▶ [Aim of the exercise] How many of the lines below contain the string "rock"? Reply with the number only.

-- START OF Stored records --

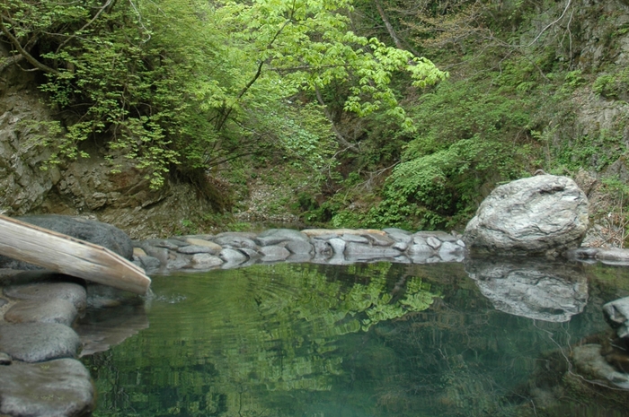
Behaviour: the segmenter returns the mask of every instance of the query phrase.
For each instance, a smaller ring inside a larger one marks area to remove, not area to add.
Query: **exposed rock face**
[[[588,228],[588,198],[566,177],[541,175],[494,189],[470,221],[472,254],[557,256],[578,248]]]
[[[629,347],[629,297],[607,303],[603,306],[603,313],[618,337]]]
[[[94,408],[90,373],[74,359],[44,364],[13,362],[3,366],[0,414],[15,417],[74,417]]]
[[[565,264],[470,259],[465,270],[496,309],[515,316],[562,323],[588,301],[586,276]]]

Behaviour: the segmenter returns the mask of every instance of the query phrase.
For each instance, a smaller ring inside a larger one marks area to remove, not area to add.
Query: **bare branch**
[[[4,26],[4,16],[0,16],[0,30],[2,30],[2,32],[6,36],[11,43],[15,47],[15,49],[18,50],[20,55],[22,55],[24,59],[26,59],[31,65],[33,65],[35,68],[41,70],[45,73],[52,74],[54,75],[59,76],[61,75],[61,73],[57,71],[55,68],[51,68],[37,59],[35,59],[31,54],[29,54],[26,49],[24,49],[22,47],[22,44],[20,41],[13,36],[13,33],[11,33],[11,30],[6,29],[6,26]]]
[[[319,101],[319,104],[321,104],[321,106],[323,108],[323,114],[325,114],[325,117],[330,121],[330,124],[332,125],[332,130],[334,132],[334,135],[338,139],[339,143],[341,143],[342,146],[345,146],[346,149],[349,149],[354,153],[360,153],[360,151],[356,147],[356,145],[350,143],[347,141],[347,139],[345,139],[345,137],[341,134],[339,129],[337,129],[336,125],[334,125],[334,120],[332,119],[332,114],[330,114],[328,107],[323,101],[323,97],[321,95],[321,91],[319,90],[319,87],[314,87],[314,92],[316,92],[316,100]]]

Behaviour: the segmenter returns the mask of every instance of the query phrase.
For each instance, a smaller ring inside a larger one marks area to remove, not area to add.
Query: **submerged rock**
[[[59,279],[64,275],[58,274],[55,274],[55,276],[57,279]],[[85,288],[75,282],[39,282],[13,285],[4,288],[4,295],[12,299],[39,301],[60,299],[71,302],[78,309],[87,307]]]
[[[2,367],[0,413],[13,417],[74,417],[94,408],[90,373],[74,359]]]
[[[0,325],[0,352],[25,362],[73,358],[80,344],[74,330],[58,323]]]
[[[615,300],[603,306],[607,322],[629,348],[629,297]]]
[[[629,374],[618,372],[603,358],[599,344],[584,344],[572,349],[572,361],[576,370],[586,380],[607,387],[629,389]]]
[[[578,248],[588,199],[567,177],[542,175],[498,187],[465,228],[472,254],[557,256]]]
[[[472,259],[465,270],[496,309],[515,316],[566,322],[588,302],[586,276],[564,264]]]

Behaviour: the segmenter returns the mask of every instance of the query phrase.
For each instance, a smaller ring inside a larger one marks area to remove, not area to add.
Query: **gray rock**
[[[345,246],[345,256],[348,258],[357,260],[395,257],[400,255],[400,251],[393,248],[370,246],[356,242],[348,242]]]
[[[215,239],[215,238],[225,238],[225,237],[229,237],[229,238],[244,238],[248,239],[249,240],[253,240],[257,237],[257,233],[253,233],[252,231],[224,231],[223,233],[218,233],[216,236],[213,236],[208,239]]]
[[[572,361],[578,374],[586,380],[604,382],[607,387],[629,389],[629,374],[618,372],[600,354],[599,344],[583,344],[572,348]]]
[[[396,242],[409,244],[412,241],[412,235],[410,231],[402,230],[401,229],[385,229],[390,239]]]
[[[369,243],[369,239],[365,238],[364,236],[350,234],[350,233],[343,233],[341,236],[341,239],[345,240],[346,242]]]
[[[413,236],[412,243],[415,245],[426,245],[426,238],[423,236]]]
[[[165,266],[168,264],[170,252],[165,248],[155,248],[146,245],[144,246],[143,248],[149,256],[157,259],[160,265]]]
[[[598,253],[598,248],[577,248],[565,252],[565,256],[571,260],[595,259]]]
[[[332,238],[328,240],[328,243],[332,247],[332,250],[334,255],[342,255],[345,252],[345,246],[347,243],[342,239]]]
[[[465,270],[496,309],[548,322],[567,322],[588,302],[588,280],[578,268],[522,259],[468,259]]]
[[[290,256],[286,258],[286,261],[293,264],[306,264],[310,262],[313,256],[311,254],[291,254]]]
[[[369,242],[374,246],[392,246],[394,243],[395,243],[395,240],[385,234],[379,234],[376,232],[366,232],[363,233],[362,236],[368,239]]]
[[[246,248],[253,250],[258,248],[258,245],[252,239],[243,236],[224,235],[214,238],[214,242],[222,247]]]
[[[441,246],[441,240],[435,238],[434,236],[429,236],[428,238],[426,238],[426,245],[437,250]]]
[[[154,256],[149,256],[148,255],[146,256],[140,256],[139,261],[141,266],[146,271],[155,271],[162,266],[162,263],[159,261],[159,259]]]
[[[415,255],[423,256],[424,254],[431,255],[434,253],[435,250],[426,243],[415,243],[414,245],[411,245],[407,249],[407,254],[411,256]]]
[[[277,245],[287,240],[303,240],[309,242],[308,237],[298,230],[291,229],[270,229],[260,233],[255,241],[260,246]]]
[[[397,249],[400,252],[405,252],[406,249],[409,248],[409,244],[406,242],[395,242],[393,245],[391,245],[391,248],[394,249]]]
[[[223,265],[220,257],[209,254],[194,254],[191,260],[194,269],[209,269]]]
[[[133,256],[133,242],[127,234],[111,224],[81,217],[46,214],[16,217],[17,220],[58,231],[86,242],[101,245],[126,259]],[[22,269],[22,268],[13,268]]]
[[[629,249],[599,248],[594,257],[604,264],[626,265],[629,265]]]
[[[63,276],[59,274],[58,276]],[[12,285],[4,288],[4,295],[17,300],[66,300],[77,309],[87,307],[85,288],[75,282],[40,282],[26,285]]]
[[[197,254],[203,255],[203,254]],[[194,256],[195,255],[192,255]],[[168,261],[166,261],[166,268],[170,270],[184,269],[190,265],[191,257],[190,255],[182,255],[177,252],[170,252],[168,254]]]
[[[227,248],[221,250],[219,256],[225,262],[236,265],[242,264],[248,259],[247,256],[243,252],[235,249],[229,249]]]
[[[265,246],[260,248],[260,253],[264,262],[283,261],[290,256],[288,249],[280,246]]]
[[[80,344],[74,330],[58,323],[0,324],[0,352],[25,362],[72,358]]]
[[[498,187],[467,223],[473,254],[557,256],[578,248],[588,229],[588,199],[571,179],[541,175]]]
[[[385,228],[382,230],[382,231],[388,234],[389,237],[391,237],[391,235],[393,235],[393,234],[405,235],[405,236],[411,236],[412,234],[412,232],[410,232],[408,230],[404,230],[403,229],[399,229],[396,227]]]
[[[314,251],[313,244],[304,240],[288,240],[283,246],[293,255],[309,256]]]
[[[14,417],[78,417],[94,408],[90,373],[74,359],[13,362],[2,368],[0,413]]]
[[[214,248],[210,248],[208,246],[200,246],[200,245],[189,245],[189,246],[184,246],[182,248],[177,248],[177,252],[180,254],[187,254],[187,255],[193,255],[193,254],[212,254],[212,255],[217,255],[217,250]]]
[[[439,256],[444,262],[461,262],[465,257],[465,251],[456,243],[443,242],[439,248]]]
[[[629,297],[605,304],[603,314],[612,327],[616,329],[618,337],[629,343]]]
[[[262,256],[260,255],[260,253],[257,250],[249,249],[247,248],[241,248],[238,250],[246,255],[249,257],[249,259],[260,259],[261,257],[262,257]]]
[[[0,365],[11,365],[13,359],[4,352],[0,352]]]
[[[332,246],[325,240],[314,239],[313,246],[314,247],[314,257],[320,261],[332,256],[333,254]]]
[[[136,242],[136,245],[137,245],[137,242]],[[149,239],[144,242],[141,242],[139,245],[142,248],[148,245],[152,246],[153,248],[164,248],[168,250],[177,250],[179,248],[190,245],[190,243],[175,239]]]
[[[212,250],[214,250],[214,254],[212,254],[212,255],[217,254],[223,248],[220,245],[218,245],[217,243],[214,243],[214,242],[211,242],[209,240],[203,239],[194,238],[194,237],[186,238],[186,242],[190,243],[190,245],[194,245],[194,246],[208,247],[208,248],[211,248]]]
[[[17,302],[4,313],[7,323],[60,323],[70,326],[76,318],[76,308],[70,301],[53,299]]]
[[[74,329],[81,339],[80,357],[108,351],[140,330],[148,328],[144,305],[120,304],[109,308],[88,311]]]

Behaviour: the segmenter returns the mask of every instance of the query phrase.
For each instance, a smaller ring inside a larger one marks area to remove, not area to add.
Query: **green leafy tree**
[[[51,162],[81,155],[80,143],[94,137],[157,187],[173,166],[207,169],[265,147],[320,166],[329,133],[314,114],[323,112],[289,100],[333,82],[350,91],[346,111],[385,111],[411,128],[392,77],[405,71],[422,86],[446,74],[353,33],[351,8],[349,0],[13,0],[0,5],[0,29],[13,48],[5,64],[43,72],[41,88],[64,115],[64,134],[42,142],[56,148]],[[258,129],[270,125],[276,132]]]

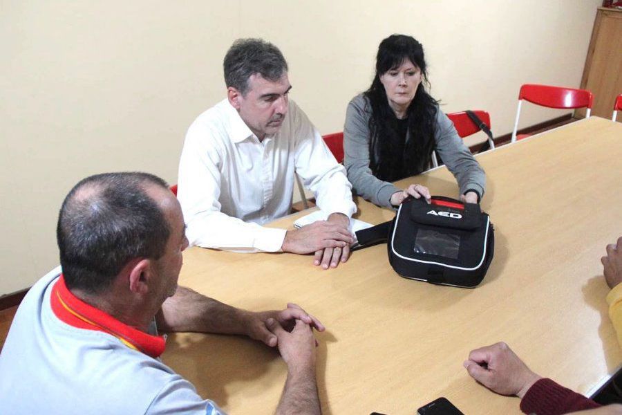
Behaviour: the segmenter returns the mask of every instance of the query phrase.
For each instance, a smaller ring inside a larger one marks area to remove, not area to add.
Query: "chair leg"
[[[520,105],[522,100],[518,100],[518,108],[516,109],[516,119],[514,120],[514,130],[512,131],[512,140],[511,142],[516,142],[516,131],[518,130],[518,116],[520,115]]]
[[[300,192],[300,197],[302,201],[303,205],[305,207],[305,209],[309,208],[309,203],[307,201],[307,196],[305,195],[305,187],[303,186],[302,181],[300,180],[300,177],[299,177],[298,174],[294,174],[294,176],[296,178],[296,183],[298,184],[298,191]]]

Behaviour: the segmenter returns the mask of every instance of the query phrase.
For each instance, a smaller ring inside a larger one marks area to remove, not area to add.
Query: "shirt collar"
[[[225,100],[226,101],[225,103],[225,111],[230,120],[229,136],[232,142],[234,144],[238,144],[249,137],[254,137],[255,135],[253,133],[253,131],[251,131],[246,122],[242,119],[242,117],[240,116],[238,110],[234,108],[229,100],[225,99]]]
[[[152,335],[128,326],[83,302],[69,290],[62,274],[52,288],[50,301],[56,317],[70,326],[107,333],[128,347],[154,358],[164,353],[164,336]]]

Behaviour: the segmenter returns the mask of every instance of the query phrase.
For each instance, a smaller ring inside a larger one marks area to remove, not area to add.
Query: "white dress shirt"
[[[291,99],[279,131],[261,142],[226,99],[202,113],[179,163],[177,196],[190,243],[280,250],[285,230],[261,225],[290,213],[294,172],[327,216],[356,212],[345,168]]]

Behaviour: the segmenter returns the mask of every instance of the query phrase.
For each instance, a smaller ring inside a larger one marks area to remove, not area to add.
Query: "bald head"
[[[57,227],[67,286],[97,294],[132,259],[162,257],[171,234],[161,207],[168,199],[166,182],[147,173],[97,174],[77,184]]]

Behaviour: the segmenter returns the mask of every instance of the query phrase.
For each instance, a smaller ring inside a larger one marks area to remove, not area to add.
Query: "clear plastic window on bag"
[[[415,237],[413,249],[417,254],[458,259],[460,250],[460,237],[437,230],[420,229]]]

-- END OF Stored records --

▶ [In response] 3